SUPPLIED PASSAGE:
Skip to main content

With CocoIndex, users declare the transformation, CocoIndex creates & maintains an index, and keeps the derived index up to date based on source update, with minimal computation and changes.

Project description

CocoIndex

Data transformation for AI

GitHub Documentation License PyPI version PyPI - Downloads

CI release Discord

Ultra performant data transformation framework for AI, with core engine written in Rust. Support incremental processing and data lineage out-of-box. Exceptional developer velocity. Production-ready at day 0.

⭐ Drop a star to help us grow!


CocoIndex Transformation


CocoIndex makes it super easy to transform data with AI workloads, and keep source data and target in sync effortlessly.


CocoIndex Features


Either creating embedding, building knowledge graphs, or any data transformations - beyond traditional SQL.

Exceptional velocity

Just declare transformation in dataflow with ~100 lines of python

# import
data['content'] = flow_builder.add_source(...)

# transform
data['out'] = data['content']
    .transform(...)
    .transform(...)

# collect data
collector.collect(...)

# export to db, vector db, graph db ...
collector.export(...)

CocoIndex follows the idea of Dataflow programming model. Each transformation creates a new field solely based on input fields, without hidden states and value mutation. All data before/after each transformation is observable, with lineage out of the box.

Particularly, developers don't explicitly mutate data by creating, updating and deleting. They just need to define transformation/formula for a set of source data.

Build like LEGO

Native builtins for different source, targets and transformations. Standardize interface, make it 1-line code switch between different components.

CocoIndex Features

Data Freshness

CocoIndex keep source data and target in sync effortlessly.

Incremental Processing

It has out-of-box support for incremental indexing:

  • minimal recomputation on source or logic change.
  • (re-)processing necessary portions; reuse cache when possible

Quick Start:

If you're new to CocoIndex, we recommend checking out

Setup

  1. Install CocoIndex Python library
pip install -U cocoindex
  1. Install Postgres if you don't have one. CocoIndex uses it for incremental processing.

Define data flow

Follow Quick Start Guide to define your first indexing flow. An example flow looks like:

@cocoindex.flow_def(name="TextEmbedding")
def text_embedding_flow(flow_builder: cocoindex.FlowBuilder, data_scope: cocoindex.DataScope):
    # Add a data source to read files from a directory
    data_scope["documents"] = flow_builder.add_source(cocoindex.sources.LocalFile(path="markdown_files"))

    # Add a collector for data to be exported to the vector index
    doc_embeddings = data_scope.add_collector()

DATA SECTION:

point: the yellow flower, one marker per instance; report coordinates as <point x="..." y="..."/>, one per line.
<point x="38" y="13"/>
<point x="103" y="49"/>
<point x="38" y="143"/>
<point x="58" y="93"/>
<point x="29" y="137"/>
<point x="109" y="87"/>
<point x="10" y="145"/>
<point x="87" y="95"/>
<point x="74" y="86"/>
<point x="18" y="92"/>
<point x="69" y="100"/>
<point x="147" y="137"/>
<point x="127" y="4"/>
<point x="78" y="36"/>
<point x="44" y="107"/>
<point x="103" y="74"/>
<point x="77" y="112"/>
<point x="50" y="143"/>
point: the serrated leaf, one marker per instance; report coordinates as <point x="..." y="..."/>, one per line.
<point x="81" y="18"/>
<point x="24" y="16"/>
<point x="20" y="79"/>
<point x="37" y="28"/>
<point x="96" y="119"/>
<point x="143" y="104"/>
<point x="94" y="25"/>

TASKS TO COMPLETE:
(1) Answer these questions using the CocoIndex project description:
(a) What language is the core engine written in?
(b) What does CocoIndex use Postgres for?
(c) In the example flow, what path is passed to the LocalFile source?
(2) Continue the CocoIndex project description from the point where it stops.

RESULTS FOR EACH TASK:
(1)
(a) Rust.
(b) Incremental processing.
(c) "markdown_files"

(2)
    # Transform data of each document
    with data_scope["documents"].row() as doc:
        # Split the document into chunks, put into `chunks` field
        doc["chunks"] = doc["content"].transform(
            cocoindex.functions.SplitRecursively(),
            language="markdown", chunk_size=2000, chunk_overlap=500)

        # Transform data of each chunk
        with doc["chunks"].row() as chunk:
            # Embed the chunk, put into `embedding` field
            chunk["embedding"] = chunk["text"].transform(
                cocoindex.functions.SentenceTransformerEmbed(
                    model="sentence-transformers/all-MiniLM-L6-v2"))

            # Collect the chunk into the collector.
            doc_embeddings.collect(filename=doc["filename"], location=chunk["location"],
                                   text=chunk["text"], embedding=chunk["embedding"])

    # Export collected data to a vector index.
    doc_embeddings.export(
        "doc_embeddings",
        cocoindex.targets.Postgres(),
        primary_key_fields=["filename", "location"],
        vector_indexes=[
            cocoindex.VectorIndexDef(
                field_name="embedding",
                metric=cocoindex.VectorSimilarityMetric.COSINE_SIMILARITY)])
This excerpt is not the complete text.